• Excerpted passage:
——————

Biography
Joe Trapani is Head of the Cancer Immunology Program at Peter MacCallum Cancer Centre Melbourne, and until recently was Peter Mac’s Executive Director Cancer Research (2009-2018) and Inaugural Head of the Sir Peter MacCallum Department of Oncology at The University of Melbourne (2012-18). In 2018, he was appointed Director of the new Centre for Cancer Immunotherapy for Peter Mac and the VCCC partners.
Joe’s research interests include the immunopathology of viral and auto-immune diseases, apoptosis induction by cytotoxic lymphocytes and cancer immunotherapy. He has authored > 310 research papers, reviews and book chapters (>24K cites, H-index 82). Joe Trapani has been a member of the Executive (Board) of the Cancer Council Victoria since 2007, and Chaired its Medical and Scientific Committee since 2013. Joe participates in many other peer-review bodies for State and Federal governments, and in academia and industry.
Joe Trapani received his medical degree in 1977 and his PhD in 1985 from UoM. He completed physician training in rheumatology (FRACP 1985) and received his PhD in the immunogenetics of B27-related arthropathy.

——————

• Problems and tasks:
1) Can you return the stretch of the Joe Trapani biography from "Joe’s research interests" through "of B27-related arthropathy.", word for word?
2) Answer these questions from the Joe Trapani biography:
(a) In what year did he receive his medical degree?
(b) Since what year has he been a member of the Executive (Board) of the Cancer Council Victoria?
(c) Of what new centre was he appointed Director in 2018?
3) Can you continue the Joe Trapani biography from its last sentence?
The listing after this point is separate from the Joe Trapani biography.

• Source information:
——————

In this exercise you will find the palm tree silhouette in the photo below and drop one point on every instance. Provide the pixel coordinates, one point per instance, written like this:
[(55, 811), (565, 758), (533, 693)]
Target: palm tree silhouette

——————

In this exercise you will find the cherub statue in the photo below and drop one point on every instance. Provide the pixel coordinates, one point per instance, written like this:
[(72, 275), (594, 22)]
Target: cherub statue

——————

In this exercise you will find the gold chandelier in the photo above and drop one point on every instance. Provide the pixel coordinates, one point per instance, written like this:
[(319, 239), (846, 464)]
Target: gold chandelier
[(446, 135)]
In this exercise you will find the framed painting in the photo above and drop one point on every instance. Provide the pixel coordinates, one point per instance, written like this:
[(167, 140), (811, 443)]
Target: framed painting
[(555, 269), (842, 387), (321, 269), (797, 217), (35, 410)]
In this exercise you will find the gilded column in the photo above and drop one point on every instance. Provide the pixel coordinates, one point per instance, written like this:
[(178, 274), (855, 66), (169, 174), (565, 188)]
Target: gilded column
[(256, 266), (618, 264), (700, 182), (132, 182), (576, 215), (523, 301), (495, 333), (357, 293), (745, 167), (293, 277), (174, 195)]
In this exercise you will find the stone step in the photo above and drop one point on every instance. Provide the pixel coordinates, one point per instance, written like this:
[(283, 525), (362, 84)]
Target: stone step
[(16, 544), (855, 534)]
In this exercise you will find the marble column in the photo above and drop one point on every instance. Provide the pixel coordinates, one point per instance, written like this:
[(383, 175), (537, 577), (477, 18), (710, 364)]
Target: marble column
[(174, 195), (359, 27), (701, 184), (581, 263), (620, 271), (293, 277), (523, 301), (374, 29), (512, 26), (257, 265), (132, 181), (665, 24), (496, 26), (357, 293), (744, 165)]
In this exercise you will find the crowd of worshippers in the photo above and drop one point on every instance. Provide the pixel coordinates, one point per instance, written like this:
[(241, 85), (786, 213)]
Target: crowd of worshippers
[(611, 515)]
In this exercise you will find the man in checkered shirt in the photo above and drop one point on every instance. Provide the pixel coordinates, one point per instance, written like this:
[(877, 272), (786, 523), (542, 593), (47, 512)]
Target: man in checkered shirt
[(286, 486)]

——————

• Answers by item number:
1)
Joe’s research interests include the immunopathology of viral and auto-immune diseases, apoptosis induction by cytotoxic lymphocytes and cancer immunotherapy. He has authored > 310 research papers, reviews and book chapters (>24K cites, H-index 82). Joe Trapani has been a member of the Executive (Board) of the Cancer Council Victoria since 2007, and Chaired its Medical and Scientific Committee since 2013. Joe participates in many other peer-review bodies for State and Federal governments, and in academia and industry.
Joe Trapani received his medical degree in 1977 and his PhD in 1985 from UoM. He completed physician training in rheumatology (FRACP 1985) and received his PhD in the immunogenetics of B27-related arthropathy.

2)
(a) 1977
(b) 2007
(c) The Centre for Cancer Immunotherapy

3)
Joe became interested in how the immune system defends against viruses and cancer while a post-doc at Sloan-Kettering Cancer Institute, New York. Here, he discovered a number of the genes and proteins used by killer lymphocytes to eliminate virus-infected cells. He found that one protein (perforin) forms pores in the target cell and provides access for other proteins (granzymes) to enter and trigger cell death by apoptosis. Joe’s subsequent work provided strong evidence in support of Burnet’s controversial but crucial hypothesis of ‘cancer immune surveillance’. He has been inducted into two learned societies: FAHMS (2015) and FAA (2018).
With his colleagues, Professor Trapani has since 1995 been devising CAR T therapy – using gene engineering approaches to harness the power of killer lymphocytes as adoptive immunotherapy for various cancers. Joe’s team has further identified a rare group of children with inherited defects of perforin and shown that they more frequently develop leukaemia.